- [PROBLEM STATEMENT]:
Copy out each of the lines below verbatim, in order, and omit the picture from your reproduction.

>> begin DATASET

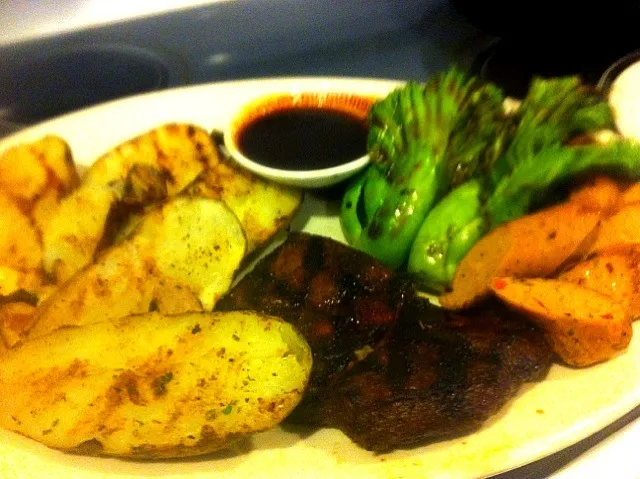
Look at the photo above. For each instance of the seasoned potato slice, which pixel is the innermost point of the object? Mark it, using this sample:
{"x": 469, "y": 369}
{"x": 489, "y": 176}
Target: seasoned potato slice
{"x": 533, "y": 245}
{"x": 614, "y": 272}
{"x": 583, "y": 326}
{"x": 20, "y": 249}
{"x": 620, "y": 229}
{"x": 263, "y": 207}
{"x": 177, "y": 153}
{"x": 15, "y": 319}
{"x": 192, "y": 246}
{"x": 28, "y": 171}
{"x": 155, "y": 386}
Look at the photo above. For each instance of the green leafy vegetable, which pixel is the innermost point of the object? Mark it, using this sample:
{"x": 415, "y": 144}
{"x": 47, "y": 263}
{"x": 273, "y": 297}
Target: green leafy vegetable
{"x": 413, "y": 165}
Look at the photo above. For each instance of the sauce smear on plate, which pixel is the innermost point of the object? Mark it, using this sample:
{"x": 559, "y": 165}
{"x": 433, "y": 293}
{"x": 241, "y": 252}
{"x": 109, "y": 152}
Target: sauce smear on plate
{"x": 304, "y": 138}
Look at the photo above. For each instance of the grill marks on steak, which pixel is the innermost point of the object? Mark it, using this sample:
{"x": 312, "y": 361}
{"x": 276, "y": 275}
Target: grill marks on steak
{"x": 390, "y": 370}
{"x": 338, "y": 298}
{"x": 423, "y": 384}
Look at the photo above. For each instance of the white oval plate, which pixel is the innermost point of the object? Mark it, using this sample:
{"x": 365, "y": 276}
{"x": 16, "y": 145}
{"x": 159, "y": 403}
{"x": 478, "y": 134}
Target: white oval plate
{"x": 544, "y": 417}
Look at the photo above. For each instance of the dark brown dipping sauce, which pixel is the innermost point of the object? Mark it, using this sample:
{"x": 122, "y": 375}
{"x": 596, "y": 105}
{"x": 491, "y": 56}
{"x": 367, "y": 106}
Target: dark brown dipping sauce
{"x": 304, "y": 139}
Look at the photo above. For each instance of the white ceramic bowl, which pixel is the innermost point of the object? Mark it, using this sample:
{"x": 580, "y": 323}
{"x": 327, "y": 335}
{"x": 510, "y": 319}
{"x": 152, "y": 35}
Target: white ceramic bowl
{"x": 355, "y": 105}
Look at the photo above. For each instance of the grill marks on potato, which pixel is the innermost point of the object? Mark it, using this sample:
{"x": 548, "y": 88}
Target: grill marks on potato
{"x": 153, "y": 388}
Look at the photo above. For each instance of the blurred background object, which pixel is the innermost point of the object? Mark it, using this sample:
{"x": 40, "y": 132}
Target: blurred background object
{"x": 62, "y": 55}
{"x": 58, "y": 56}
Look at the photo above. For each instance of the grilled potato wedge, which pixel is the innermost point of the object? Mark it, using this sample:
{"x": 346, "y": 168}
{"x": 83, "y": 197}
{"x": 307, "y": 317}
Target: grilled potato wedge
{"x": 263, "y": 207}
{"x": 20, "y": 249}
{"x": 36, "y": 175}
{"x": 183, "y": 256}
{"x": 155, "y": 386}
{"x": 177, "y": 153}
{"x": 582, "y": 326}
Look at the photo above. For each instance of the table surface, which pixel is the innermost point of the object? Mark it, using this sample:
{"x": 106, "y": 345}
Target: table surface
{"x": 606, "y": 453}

>> end DATASET

- [EXERCISE ANSWER]:
Look at the photo above. For each instance of the seasoned potato slice, which pixel is the innermost point of the object? Mark it, using this sample:
{"x": 469, "y": 369}
{"x": 489, "y": 176}
Target: seasoned potato slice
{"x": 533, "y": 245}
{"x": 614, "y": 272}
{"x": 583, "y": 326}
{"x": 20, "y": 249}
{"x": 620, "y": 229}
{"x": 263, "y": 207}
{"x": 177, "y": 153}
{"x": 15, "y": 319}
{"x": 192, "y": 246}
{"x": 28, "y": 171}
{"x": 155, "y": 386}
Look at the photo above. For each instance of the green leafy vegetable, which pixel is the innermost point of the object? Mark it, using this sample:
{"x": 415, "y": 144}
{"x": 47, "y": 263}
{"x": 273, "y": 297}
Target: green leafy vegetable
{"x": 413, "y": 165}
Look at the photo above. For each instance of the sauce smear on plate, which pixel is the innermost point of the object? Mark it, using this sample:
{"x": 559, "y": 165}
{"x": 433, "y": 293}
{"x": 241, "y": 252}
{"x": 109, "y": 152}
Target: sauce smear on plate
{"x": 304, "y": 138}
Look at the photo above. For each instance of the grill marks on steak, which pixel is the innermost point of the object? Mark it, using this sample:
{"x": 312, "y": 361}
{"x": 276, "y": 275}
Target: grill marks on steak
{"x": 390, "y": 370}
{"x": 338, "y": 298}
{"x": 423, "y": 384}
Look at the photo above. For each instance of the white oval plate, which pixel is the innermost point of the object? Mark it, using this sample:
{"x": 365, "y": 276}
{"x": 16, "y": 145}
{"x": 159, "y": 403}
{"x": 478, "y": 134}
Target: white oval plate
{"x": 544, "y": 417}
Look at the photo above. For each instance of the dark brown dipping sauce, which pixel is the innermost point of the object? Mark it, using this sample:
{"x": 122, "y": 375}
{"x": 596, "y": 105}
{"x": 491, "y": 56}
{"x": 367, "y": 106}
Target: dark brown dipping sauce
{"x": 304, "y": 139}
Look at the photo above. For each instance of the white ceramic bowl, which pixel is the innermost point of the object? Mark it, using this sample:
{"x": 580, "y": 323}
{"x": 327, "y": 335}
{"x": 510, "y": 319}
{"x": 152, "y": 35}
Target: white ceramic bowl
{"x": 355, "y": 105}
Look at the photo above. For each instance of the grill marks on potato, which pixel is the innermost point of the object? Mark it, using this sample:
{"x": 548, "y": 88}
Target: grill marks on potato
{"x": 153, "y": 388}
Look at the photo above. For each instance of the blurred background object, which pixel is the innermost point of the object? Mark it, using this sample:
{"x": 40, "y": 132}
Target: blurred background object
{"x": 62, "y": 55}
{"x": 58, "y": 56}
Look at the photo above. For each instance of the grilled potato wedge, which pixel is the innermost point of the object? Mark it, using this sample:
{"x": 346, "y": 168}
{"x": 83, "y": 197}
{"x": 307, "y": 317}
Target: grilled potato wedge
{"x": 263, "y": 207}
{"x": 20, "y": 249}
{"x": 36, "y": 175}
{"x": 183, "y": 256}
{"x": 155, "y": 386}
{"x": 177, "y": 153}
{"x": 582, "y": 326}
Look at the photo above. For each instance of the table surface, which pixel is the innermost point of the object? Mark it, using this sample:
{"x": 106, "y": 345}
Target: table surface
{"x": 606, "y": 453}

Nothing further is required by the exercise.